Set tasks
• A. Answer these from the cookbook review:
(i) How long ago did Racine write about the province of southern France?
(ii) In what city is the La Varenne cooking school?
(iii) How many recipes are in French Regional Cooking?
• B. Render this sentence from the cookbook review in Spanish: "With four colleagues the author traveled more than 6,000 miles and spent a year choosing and testing the 400 recipes in the book."
• C. Write out everything in the cookbook review from "Monday, Nov. 23, 1981" down to "many restaurant menus.".

Monday, Nov. 23, 1981
Born to Eat Their Words
By Michael Demarest
Some of the best cookbook authors discover regional tastes
More than 300 years ago, Racine wrote I that a province of southern France could support 20 caterers, while a bookseller would starve to death. Today the ratio is probably reversed, if only because, grace `a dieu, cookbooks have largely replaced caterers. More than a gastronomic manual or a compilation of recipes, a well-made cookbook blends strands of history, geography and philosophy with dollops of legend and even a dash of the unsavory. This is particularly true of regional cookbooks, which have come into their own in recent years as increasingly sophisticated home chefs look beyond the standardized, urbanized formulas that hold stolid sway over many restaurant menus.
For intelligence, authority and charm, few cookbooks can match Anne Willan's French Regional Cooking (Morrow; $29.95). The English-born, Americanized cuisiniere has won international fame with her writing and her La Varenne cooking school in Paris. With four colleagues the author traveled more than 6,000 miles and spent a year choosing and testing the 400 recipes in the book. Their salivant safari takes the reader from the Pyrenees to the Alps, from the sands of St.-Malo to the beaches of Nice, with hardly a dull plat en route. Willan succeeds admirably in analyzing the tastes, products, humors and quirks of each region. She proffers such delicate provincial dishes as dandelion salad, poularde en demi-deuil and sole with stuffed artichoke bottoms (preferably using the slippery little fish known in Bordeaux as "lawyers' tongues"), as well as such robust peasant offerings as potato pie, braised partridge with lentils, and stufatu, a Corsican beef stew with macaroni.

Data block

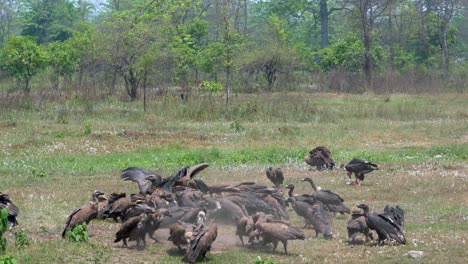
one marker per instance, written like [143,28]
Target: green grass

Final answers
• A.
(i) More than 300 years ago.
(ii) Paris.
(iii) 400.

• B. Con cuatro colegas, la autora recorrió más de 6.000 millas y dedicó un año a seleccionar y probar las 400 recetas del libro.

• C.
Monday, Nov. 23, 1981
Born to Eat Their Words
By Michael Demarest
Some of the best cookbook authors discover regional tastes
More than 300 years ago, Racine wrote I that a province of southern France could support 20 caterers, while a bookseller would starve to death. Today the ratio is probably reversed, if only because, grace `a dieu, cookbooks have largely replaced caterers. More than a gastronomic manual or a compilation of recipes, a well-made cookbook blends strands of history, geography and philosophy with dollops of legend and even a dash of the unsavory. This is particularly true of regional cookbooks, which have come into their own in recent years as increasingly sophisticated home chefs look beyond the standardized, urbanized formulas that hold stolid sway over many restaurant menus.